* _What you need to do_
Exact copies of all the records are the expected output.

* _Material provided_
☆ ☆ ☆ ☆ ☆

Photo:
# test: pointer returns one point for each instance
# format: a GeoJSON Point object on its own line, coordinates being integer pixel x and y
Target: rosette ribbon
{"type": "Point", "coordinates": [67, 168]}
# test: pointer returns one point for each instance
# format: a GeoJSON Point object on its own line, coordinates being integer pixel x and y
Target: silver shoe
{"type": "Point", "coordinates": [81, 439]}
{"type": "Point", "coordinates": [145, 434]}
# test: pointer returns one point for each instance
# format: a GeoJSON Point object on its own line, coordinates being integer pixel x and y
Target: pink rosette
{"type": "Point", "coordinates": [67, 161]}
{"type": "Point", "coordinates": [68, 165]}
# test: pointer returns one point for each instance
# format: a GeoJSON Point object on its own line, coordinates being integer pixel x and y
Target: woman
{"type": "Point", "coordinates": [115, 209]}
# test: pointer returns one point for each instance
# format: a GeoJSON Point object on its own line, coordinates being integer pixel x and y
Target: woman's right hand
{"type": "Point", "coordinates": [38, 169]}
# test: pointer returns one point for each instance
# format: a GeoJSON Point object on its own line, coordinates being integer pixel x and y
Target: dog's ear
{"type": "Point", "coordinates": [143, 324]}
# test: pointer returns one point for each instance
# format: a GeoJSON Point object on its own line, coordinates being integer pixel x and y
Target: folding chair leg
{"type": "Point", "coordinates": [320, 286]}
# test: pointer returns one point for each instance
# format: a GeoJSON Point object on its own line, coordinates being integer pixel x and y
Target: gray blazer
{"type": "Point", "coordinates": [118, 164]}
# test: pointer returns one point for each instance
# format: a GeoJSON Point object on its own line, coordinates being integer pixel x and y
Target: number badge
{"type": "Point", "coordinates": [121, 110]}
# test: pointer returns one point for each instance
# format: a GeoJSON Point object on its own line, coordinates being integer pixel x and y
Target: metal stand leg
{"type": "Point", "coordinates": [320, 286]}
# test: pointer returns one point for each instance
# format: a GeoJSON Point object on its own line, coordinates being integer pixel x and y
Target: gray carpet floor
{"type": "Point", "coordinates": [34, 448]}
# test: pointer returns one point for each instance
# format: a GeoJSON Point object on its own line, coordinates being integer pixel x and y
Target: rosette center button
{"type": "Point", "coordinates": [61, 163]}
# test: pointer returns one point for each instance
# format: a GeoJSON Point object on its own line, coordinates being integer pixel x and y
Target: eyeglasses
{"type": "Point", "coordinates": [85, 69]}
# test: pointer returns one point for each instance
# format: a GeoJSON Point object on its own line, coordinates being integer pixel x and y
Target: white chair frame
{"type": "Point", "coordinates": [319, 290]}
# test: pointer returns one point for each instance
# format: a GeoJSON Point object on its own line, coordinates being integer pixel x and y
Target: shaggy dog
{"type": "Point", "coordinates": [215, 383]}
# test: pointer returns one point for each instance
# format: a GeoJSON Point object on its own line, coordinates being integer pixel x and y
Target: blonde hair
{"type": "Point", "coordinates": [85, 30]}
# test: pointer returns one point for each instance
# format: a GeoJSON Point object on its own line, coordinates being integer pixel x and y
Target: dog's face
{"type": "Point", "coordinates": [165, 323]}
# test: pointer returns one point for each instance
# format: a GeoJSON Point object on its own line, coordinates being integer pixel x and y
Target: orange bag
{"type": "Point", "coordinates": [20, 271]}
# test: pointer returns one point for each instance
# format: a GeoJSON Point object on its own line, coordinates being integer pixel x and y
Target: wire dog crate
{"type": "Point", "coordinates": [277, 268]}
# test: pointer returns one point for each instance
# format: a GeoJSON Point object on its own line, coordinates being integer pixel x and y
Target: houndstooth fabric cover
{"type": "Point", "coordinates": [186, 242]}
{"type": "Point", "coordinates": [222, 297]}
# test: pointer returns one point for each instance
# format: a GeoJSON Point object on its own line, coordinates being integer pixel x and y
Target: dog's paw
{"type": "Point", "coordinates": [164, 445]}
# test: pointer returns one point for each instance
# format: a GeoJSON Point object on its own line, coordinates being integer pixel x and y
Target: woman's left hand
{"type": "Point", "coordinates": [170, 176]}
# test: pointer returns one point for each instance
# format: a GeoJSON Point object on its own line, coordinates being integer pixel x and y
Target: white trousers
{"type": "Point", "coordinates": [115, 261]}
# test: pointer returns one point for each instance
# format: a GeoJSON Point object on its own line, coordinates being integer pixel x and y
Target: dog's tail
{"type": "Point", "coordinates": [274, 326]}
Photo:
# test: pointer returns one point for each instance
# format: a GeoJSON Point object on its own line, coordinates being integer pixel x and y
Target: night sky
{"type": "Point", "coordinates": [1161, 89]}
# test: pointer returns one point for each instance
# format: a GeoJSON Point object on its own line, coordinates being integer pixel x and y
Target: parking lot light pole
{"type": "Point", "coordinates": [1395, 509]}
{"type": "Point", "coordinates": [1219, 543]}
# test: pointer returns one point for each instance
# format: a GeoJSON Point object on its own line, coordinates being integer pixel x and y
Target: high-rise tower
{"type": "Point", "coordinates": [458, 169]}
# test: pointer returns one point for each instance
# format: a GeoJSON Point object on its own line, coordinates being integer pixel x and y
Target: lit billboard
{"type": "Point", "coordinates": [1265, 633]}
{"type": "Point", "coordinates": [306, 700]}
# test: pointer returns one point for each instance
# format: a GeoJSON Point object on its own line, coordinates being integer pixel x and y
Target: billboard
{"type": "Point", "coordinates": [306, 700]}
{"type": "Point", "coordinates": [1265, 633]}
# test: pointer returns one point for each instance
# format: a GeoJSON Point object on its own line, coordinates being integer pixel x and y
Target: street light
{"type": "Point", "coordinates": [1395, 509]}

☆ ☆ ☆ ☆ ☆

* _Response to the exercise_
Photo:
# test: pointer returns one point for each instance
# format: a GeoJSON Point object on its own line, coordinates being integer pixel x and y
Target: rosette ribbon
{"type": "Point", "coordinates": [67, 168]}
# test: pointer returns one point for each instance
# format: a GeoJSON Point object on its own line, coordinates being integer pixel x and y
Target: silver shoe
{"type": "Point", "coordinates": [81, 439]}
{"type": "Point", "coordinates": [145, 434]}
# test: pointer returns one point for each instance
# format: a GeoJSON Point object on its own line, coordinates being integer pixel x and y
Target: pink rosette
{"type": "Point", "coordinates": [67, 161]}
{"type": "Point", "coordinates": [68, 165]}
# test: pointer returns one point for each instance
# format: a GeoJSON Point object on its own line, coordinates being integer pixel x and y
Target: woman
{"type": "Point", "coordinates": [115, 209]}
# test: pointer returns one point for each instance
# format: a GeoJSON Point object on its own line, coordinates being integer pixel x and y
Target: woman's right hand
{"type": "Point", "coordinates": [38, 169]}
# test: pointer returns one point for each instance
# format: a GeoJSON Point object on its own line, coordinates being integer pixel x and y
Target: dog's ear
{"type": "Point", "coordinates": [143, 324]}
# test: pointer returns one point for each instance
# format: a GeoJSON Point object on its own line, coordinates being integer pixel x and y
Target: folding chair leg
{"type": "Point", "coordinates": [320, 286]}
# test: pointer returns one point for each instance
# format: a GeoJSON Point object on its own line, coordinates being integer pixel x and y
Target: gray blazer
{"type": "Point", "coordinates": [118, 164]}
# test: pointer returns one point for each instance
# format: a GeoJSON Point object on its own line, coordinates being integer pixel x and y
Target: number badge
{"type": "Point", "coordinates": [121, 110]}
# test: pointer returns one point for each instance
# format: a GeoJSON Point object on its own line, coordinates being integer pixel x and y
Target: metal stand leg
{"type": "Point", "coordinates": [320, 286]}
# test: pointer returns one point for each instance
# format: a GeoJSON Point object on its own line, coordinates being integer pixel x and y
Target: gray carpet floor
{"type": "Point", "coordinates": [34, 448]}
# test: pointer returns one point for each instance
# format: a GeoJSON Point object on its own line, coordinates being integer pixel x and y
Target: rosette center button
{"type": "Point", "coordinates": [61, 163]}
# test: pointer returns one point for each instance
# format: a GeoJSON Point object on its own line, coordinates being integer pixel x and y
Target: eyeglasses
{"type": "Point", "coordinates": [85, 69]}
# test: pointer returns one point for each instance
# format: a GeoJSON Point object on its own line, coordinates being integer pixel x and y
Target: white chair frame
{"type": "Point", "coordinates": [319, 290]}
# test: pointer returns one point for each instance
# format: a GeoJSON Point object on its own line, coordinates being integer pixel x and y
Target: shaggy dog
{"type": "Point", "coordinates": [215, 383]}
# test: pointer returns one point for each instance
# format: a GeoJSON Point object on its own line, coordinates being integer pixel x and y
Target: blonde hair
{"type": "Point", "coordinates": [85, 30]}
# test: pointer returns one point for each instance
# format: a GeoJSON Point object on its own line, coordinates being integer pixel x and y
Target: dog's face
{"type": "Point", "coordinates": [165, 323]}
# test: pointer returns one point for each instance
# format: a GeoJSON Point object on its own line, coordinates being integer pixel x and y
Target: orange bag
{"type": "Point", "coordinates": [20, 271]}
# test: pointer returns one point for each instance
# format: a GeoJSON Point object on its own line, coordinates being integer pixel x and y
Target: wire dog crate
{"type": "Point", "coordinates": [277, 268]}
# test: pointer returns one point for each instance
# format: a GeoJSON Point object on its own line, coordinates being integer pixel x and y
Target: houndstooth fabric cover
{"type": "Point", "coordinates": [186, 242]}
{"type": "Point", "coordinates": [222, 297]}
# test: pointer returns one point for each instance
# format: a GeoJSON Point object on its own line, coordinates being integer pixel x and y
Target: dog's paw
{"type": "Point", "coordinates": [164, 445]}
# test: pointer returns one point for each instance
# format: a GeoJSON Point object on its own line, coordinates being integer pixel x and y
Target: woman's left hand
{"type": "Point", "coordinates": [170, 176]}
# test: pointer returns one point for each instance
# format: a GeoJSON Point object on its own line, coordinates being integer pixel x and y
Target: white trousers
{"type": "Point", "coordinates": [115, 261]}
# test: pointer returns one point for each instance
# format: a GeoJSON Point object on its own line, coordinates being integer pixel x and y
Target: dog's tail
{"type": "Point", "coordinates": [274, 326]}
Photo:
# test: pointer returns one point for each instance
# format: a GeoJSON Point object on its own line, coordinates being integer pixel x and y
Target: night sky
{"type": "Point", "coordinates": [1161, 89]}
# test: pointer returns one point for each instance
# format: a GeoJSON Point object on its own line, coordinates being integer pixel x and y
Target: parking lot light pole
{"type": "Point", "coordinates": [1395, 509]}
{"type": "Point", "coordinates": [1219, 543]}
# test: pointer returns one point for each instance
# format: a GeoJSON Point object on its own line, coordinates being integer pixel x and y
Target: high-rise tower
{"type": "Point", "coordinates": [458, 169]}
# test: pointer returns one point for each instance
# format: a GeoJSON Point object on its own line, coordinates being integer pixel x and y
Target: lit billboard
{"type": "Point", "coordinates": [1265, 633]}
{"type": "Point", "coordinates": [306, 700]}
# test: pointer returns one point for each instance
# format: a GeoJSON Point object on its own line, coordinates being integer pixel x and y
Target: billboard
{"type": "Point", "coordinates": [306, 700]}
{"type": "Point", "coordinates": [1265, 633]}
# test: pointer returns one point for each instance
# format: a GeoJSON Point object on its own line, coordinates being integer pixel x and y
Target: street light
{"type": "Point", "coordinates": [1395, 509]}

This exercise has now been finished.